練習問題 >>
**a.** クサギの染物の文章を書き写してください。「東山の森の中の素材を使って、ハンカチを染める体験をしたのですが、」という言葉がある部分から始めて、「から体験していただきました。」まで写したら止めてください。
**b.** クサギの染物の文章によると、集会所のすぐ脇でクサギがたくさん生えている森は何という名前ですか。
**c.** クサギの染物の文章を、最後の文のあとから書き継いでください。

抜粋した文章 >>

┌────────

化学染料を使った工業的な染物に対して、天然素材を染料とした染物全般を意味します。
東山の森の中の素材を使って、ハンカチを染める体験をしたのですが、
素材として選んだのは「クサギ(臭木)」。
葉っぱをちぎると独特の臭いが森に広がることから、こんな名前がついている植物です。
集会所のすぐ脇の「そらみの森」にたくさん生えています。

まずは素材集めから、ということで、参加者の皆さんに「クサギ」の切り出しから体験していただきました。
大人が柵の外側へ出て、クサギの枝を切り出していきます。

それを受け取ったこどもたちが、茎から葉っぱを外していきます。
クサギは枝も葉も、10月頃になる実もそれぞれ違った色の染料になる珍しい植物です。

└────────

抽出した情報 >>

┌────────

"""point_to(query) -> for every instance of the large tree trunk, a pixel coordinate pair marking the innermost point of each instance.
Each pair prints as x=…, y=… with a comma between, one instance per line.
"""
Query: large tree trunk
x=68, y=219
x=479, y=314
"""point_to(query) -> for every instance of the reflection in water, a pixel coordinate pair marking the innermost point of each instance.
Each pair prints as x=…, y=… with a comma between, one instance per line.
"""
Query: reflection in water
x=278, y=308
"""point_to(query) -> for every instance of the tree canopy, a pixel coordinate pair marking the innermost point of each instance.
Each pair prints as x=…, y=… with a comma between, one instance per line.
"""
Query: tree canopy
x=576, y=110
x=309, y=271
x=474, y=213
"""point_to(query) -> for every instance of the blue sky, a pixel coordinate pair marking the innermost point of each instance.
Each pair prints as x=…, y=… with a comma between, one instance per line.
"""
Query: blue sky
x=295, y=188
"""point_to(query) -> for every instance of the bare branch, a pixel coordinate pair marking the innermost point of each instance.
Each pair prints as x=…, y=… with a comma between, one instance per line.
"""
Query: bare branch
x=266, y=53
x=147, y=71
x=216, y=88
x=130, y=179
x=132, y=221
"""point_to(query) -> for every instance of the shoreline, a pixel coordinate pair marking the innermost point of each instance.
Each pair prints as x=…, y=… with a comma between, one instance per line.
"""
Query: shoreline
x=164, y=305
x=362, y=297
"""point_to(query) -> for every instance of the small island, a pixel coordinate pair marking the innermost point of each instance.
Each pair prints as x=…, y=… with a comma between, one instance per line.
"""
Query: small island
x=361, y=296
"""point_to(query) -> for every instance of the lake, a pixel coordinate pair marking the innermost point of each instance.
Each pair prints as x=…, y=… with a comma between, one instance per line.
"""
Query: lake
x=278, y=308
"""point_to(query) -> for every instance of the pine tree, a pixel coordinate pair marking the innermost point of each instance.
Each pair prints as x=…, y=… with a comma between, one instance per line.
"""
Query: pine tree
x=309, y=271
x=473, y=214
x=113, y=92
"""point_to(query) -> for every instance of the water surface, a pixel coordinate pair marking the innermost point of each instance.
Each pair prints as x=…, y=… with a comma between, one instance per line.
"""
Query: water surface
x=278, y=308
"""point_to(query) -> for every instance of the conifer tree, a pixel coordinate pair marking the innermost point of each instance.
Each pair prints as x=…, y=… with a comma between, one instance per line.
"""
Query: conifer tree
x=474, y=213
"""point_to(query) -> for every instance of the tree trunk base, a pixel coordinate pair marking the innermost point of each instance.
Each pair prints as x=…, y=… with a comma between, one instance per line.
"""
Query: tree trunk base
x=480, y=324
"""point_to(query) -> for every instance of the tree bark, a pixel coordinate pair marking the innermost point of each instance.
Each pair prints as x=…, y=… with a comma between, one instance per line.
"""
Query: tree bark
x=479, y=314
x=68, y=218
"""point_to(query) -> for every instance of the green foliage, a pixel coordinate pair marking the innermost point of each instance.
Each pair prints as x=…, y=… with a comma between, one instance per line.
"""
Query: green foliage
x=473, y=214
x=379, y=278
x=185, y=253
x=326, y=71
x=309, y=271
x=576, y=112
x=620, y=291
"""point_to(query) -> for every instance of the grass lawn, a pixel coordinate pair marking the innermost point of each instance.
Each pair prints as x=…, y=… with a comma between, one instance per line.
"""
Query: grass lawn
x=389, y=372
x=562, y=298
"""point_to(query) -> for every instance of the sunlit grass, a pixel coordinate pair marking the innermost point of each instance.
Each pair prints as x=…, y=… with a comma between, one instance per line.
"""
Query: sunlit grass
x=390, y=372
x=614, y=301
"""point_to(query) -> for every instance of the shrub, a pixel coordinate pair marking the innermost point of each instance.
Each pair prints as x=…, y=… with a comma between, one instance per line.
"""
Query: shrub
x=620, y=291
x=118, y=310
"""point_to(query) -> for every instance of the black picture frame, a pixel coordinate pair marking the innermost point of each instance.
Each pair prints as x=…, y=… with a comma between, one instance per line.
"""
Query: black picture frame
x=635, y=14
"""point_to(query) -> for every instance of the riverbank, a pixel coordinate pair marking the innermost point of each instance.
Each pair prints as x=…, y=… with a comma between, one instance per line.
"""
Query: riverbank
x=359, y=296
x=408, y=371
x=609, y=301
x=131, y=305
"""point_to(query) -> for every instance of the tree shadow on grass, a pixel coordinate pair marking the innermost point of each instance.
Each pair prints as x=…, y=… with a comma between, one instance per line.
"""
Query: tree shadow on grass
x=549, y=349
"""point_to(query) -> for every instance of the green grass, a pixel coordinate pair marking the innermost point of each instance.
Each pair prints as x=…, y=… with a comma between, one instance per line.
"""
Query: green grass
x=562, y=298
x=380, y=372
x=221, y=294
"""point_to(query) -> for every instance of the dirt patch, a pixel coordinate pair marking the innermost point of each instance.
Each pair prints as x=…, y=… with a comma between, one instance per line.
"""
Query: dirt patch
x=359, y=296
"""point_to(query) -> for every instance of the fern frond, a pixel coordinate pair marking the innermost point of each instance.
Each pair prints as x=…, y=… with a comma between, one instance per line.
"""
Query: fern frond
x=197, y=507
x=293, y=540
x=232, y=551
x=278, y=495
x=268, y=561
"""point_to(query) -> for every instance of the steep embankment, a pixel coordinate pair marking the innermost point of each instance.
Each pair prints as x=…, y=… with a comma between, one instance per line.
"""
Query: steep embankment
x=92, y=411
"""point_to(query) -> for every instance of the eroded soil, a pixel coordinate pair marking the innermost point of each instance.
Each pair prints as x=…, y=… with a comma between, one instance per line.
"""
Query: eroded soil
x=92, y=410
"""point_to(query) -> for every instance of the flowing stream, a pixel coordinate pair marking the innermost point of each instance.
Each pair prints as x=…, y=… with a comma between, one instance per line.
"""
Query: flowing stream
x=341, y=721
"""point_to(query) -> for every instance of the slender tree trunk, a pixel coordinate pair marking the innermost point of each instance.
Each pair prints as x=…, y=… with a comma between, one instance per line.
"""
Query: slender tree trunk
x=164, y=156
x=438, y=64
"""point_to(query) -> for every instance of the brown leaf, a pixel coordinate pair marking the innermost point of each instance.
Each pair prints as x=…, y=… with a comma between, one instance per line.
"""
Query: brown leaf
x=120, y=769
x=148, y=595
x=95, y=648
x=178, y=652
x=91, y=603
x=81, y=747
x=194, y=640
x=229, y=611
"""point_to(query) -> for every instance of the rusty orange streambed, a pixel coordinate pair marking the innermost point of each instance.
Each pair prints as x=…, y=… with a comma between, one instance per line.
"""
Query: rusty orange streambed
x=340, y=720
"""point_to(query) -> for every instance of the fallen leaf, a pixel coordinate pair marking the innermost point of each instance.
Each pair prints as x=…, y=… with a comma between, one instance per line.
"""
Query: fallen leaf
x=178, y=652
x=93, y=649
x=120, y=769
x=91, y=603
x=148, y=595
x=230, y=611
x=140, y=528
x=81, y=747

└────────

解答 >>
**a.**
東山の森の中の素材を使って、ハンカチを染める体験をしたのですが、
素材として選んだのは「クサギ(臭木)」。
葉っぱをちぎると独特の臭いが森に広がることから、こんな名前がついている植物です。
集会所のすぐ脇の「そらみの森」にたくさん生えています。

まずは素材集めから、ということで、参加者の皆さんに「クサギ」の切り出しから体験していただきました。

**b.** 「そらみの森」です。

**c.**
今回はその中でも、葉だけを使って染液を作るので、葉っぱをたくさん集めてもらいました。
モリモリと働く子どもたち。


次に、とってきた葉っぱの重さを計って、必要な分だけ水洗いします。
ここでも働きものの子どもたち。
モリモリと葉っぱを洗っていきます。

みんなが一生懸命集めたクサギは、集会所のコンロを使って、2台のお鍋で煮詰め、染液にしていきます。
写真にある鍋はコンロにかかる最大の大きさで、16リットルくらい入ります。
そこに入る分だけのクサギを入れて、クタっとしてきたらさらに葉っぱを追加し、濃い液を作りました。

11リットルのステンレス容器に、8リットルくらいの水を入れ、煮出したあとは、6リットルくらい取れました。
乾いたタマネギは材料が水を吸ってしまうので、途中で少し水を足しながら煮ていきました。
生のクサギは葉っぱが水分を持っているので、思ったより染液の量が取れました。
今回は参加者が多かったので、より濃い液を作る必要があり、30分以上煮ながら新しい葉を追加してみました。
そんな染液作りと並行して、今度は「絞り」の作業に取り掛かります。

木の実やボタン、板や紐、ゴムなどを使って、ハンカチに模様を作っておきます。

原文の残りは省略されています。